### GOAL
All of the entries need to be written out again, exactly as they are.

Excerpts of location labeling data:
:::::

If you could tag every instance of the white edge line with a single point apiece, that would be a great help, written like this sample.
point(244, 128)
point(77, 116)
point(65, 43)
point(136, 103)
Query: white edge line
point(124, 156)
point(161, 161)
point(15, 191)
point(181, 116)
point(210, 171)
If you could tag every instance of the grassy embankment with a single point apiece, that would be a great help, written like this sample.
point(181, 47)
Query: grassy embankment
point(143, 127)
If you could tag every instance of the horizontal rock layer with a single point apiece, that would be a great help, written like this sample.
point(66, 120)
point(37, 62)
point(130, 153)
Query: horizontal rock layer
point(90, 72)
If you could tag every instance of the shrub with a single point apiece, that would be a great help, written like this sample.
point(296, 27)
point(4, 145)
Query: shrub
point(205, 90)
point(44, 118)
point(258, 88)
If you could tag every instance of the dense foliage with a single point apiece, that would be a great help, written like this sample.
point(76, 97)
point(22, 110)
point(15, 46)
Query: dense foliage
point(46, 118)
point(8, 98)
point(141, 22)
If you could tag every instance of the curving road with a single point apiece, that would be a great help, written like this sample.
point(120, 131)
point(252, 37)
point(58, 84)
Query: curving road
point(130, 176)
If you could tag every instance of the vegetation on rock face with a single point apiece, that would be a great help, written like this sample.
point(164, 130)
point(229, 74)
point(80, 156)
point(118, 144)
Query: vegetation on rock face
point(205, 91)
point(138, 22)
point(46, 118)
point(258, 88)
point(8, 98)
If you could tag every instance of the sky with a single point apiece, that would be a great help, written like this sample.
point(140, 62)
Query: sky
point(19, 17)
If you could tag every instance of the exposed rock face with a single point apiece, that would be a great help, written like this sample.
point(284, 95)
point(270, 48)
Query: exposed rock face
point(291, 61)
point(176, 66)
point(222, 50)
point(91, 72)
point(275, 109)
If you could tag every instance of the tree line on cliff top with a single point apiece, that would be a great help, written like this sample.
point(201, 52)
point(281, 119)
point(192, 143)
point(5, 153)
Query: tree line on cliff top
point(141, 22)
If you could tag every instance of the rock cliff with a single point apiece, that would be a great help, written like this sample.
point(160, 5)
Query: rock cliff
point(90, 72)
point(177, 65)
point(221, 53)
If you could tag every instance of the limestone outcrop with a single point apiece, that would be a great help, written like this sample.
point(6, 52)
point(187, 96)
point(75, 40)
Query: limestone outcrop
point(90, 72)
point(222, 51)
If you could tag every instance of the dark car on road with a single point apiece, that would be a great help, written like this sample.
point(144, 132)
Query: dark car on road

:::::

### TASK RESULT
If you could tag every instance of the white edge line with a single point apiece, that would be a great help, written like this sample.
point(244, 128)
point(77, 116)
point(65, 43)
point(136, 103)
Query: white edge line
point(124, 156)
point(161, 161)
point(15, 191)
point(181, 116)
point(210, 171)
If you could tag every instance of the grassy embankment with a single point apiece, that would be a great help, written like this sample.
point(181, 47)
Query: grassy embankment
point(143, 127)
If you could tag every instance of the horizontal rock layer with a single point apiece, that would be a great help, written like this sample.
point(66, 120)
point(37, 62)
point(130, 153)
Query: horizontal rock layer
point(90, 72)
If you could tag every instance of the shrub with a single point apiece, that would be a great help, written like this sample.
point(296, 27)
point(4, 145)
Query: shrub
point(205, 90)
point(44, 118)
point(258, 88)
If you could tag every instance of the dense foliage with a single point apiece, that would be a great help, written like this sample.
point(76, 97)
point(22, 110)
point(15, 46)
Query: dense foliage
point(46, 118)
point(8, 98)
point(141, 22)
If you could tag every instance of the curving road with a single point apiece, that would be a great help, written like this sample.
point(120, 131)
point(252, 37)
point(58, 84)
Query: curving road
point(130, 176)
If you could tag every instance of the vegetation on rock face with a single point apiece, that would be a great help, written like this sample.
point(164, 130)
point(229, 74)
point(80, 156)
point(118, 144)
Query: vegetation on rock face
point(205, 91)
point(138, 22)
point(46, 118)
point(258, 88)
point(8, 98)
If you could tag every instance of the sky with a single point apiece, that would be a great help, written like this sample.
point(140, 62)
Query: sky
point(19, 17)
If you could tag every instance of the exposed rock face with a single point apiece, that would be a great help, written like this sample.
point(284, 95)
point(270, 48)
Query: exposed rock face
point(291, 61)
point(176, 66)
point(222, 50)
point(91, 72)
point(275, 109)
If you could tag every instance of the tree line on cliff top with a single point apiece, that would be a great help, written like this sample.
point(201, 52)
point(281, 119)
point(192, 143)
point(5, 153)
Query: tree line on cliff top
point(141, 22)
If you could tag every instance of the rock cliff with a single point apiece, that would be a great help, written like this sample.
point(160, 5)
Query: rock cliff
point(90, 72)
point(177, 65)
point(221, 53)
If you could tag every instance of the limestone outcrop with a single point apiece, that would be a great help, written like this sample.
point(6, 52)
point(187, 96)
point(75, 40)
Query: limestone outcrop
point(90, 72)
point(222, 51)
If you could tag every instance of the dark car on road with a single point apiece, that would be a great help, written like this sample.
point(144, 132)
Query: dark car on road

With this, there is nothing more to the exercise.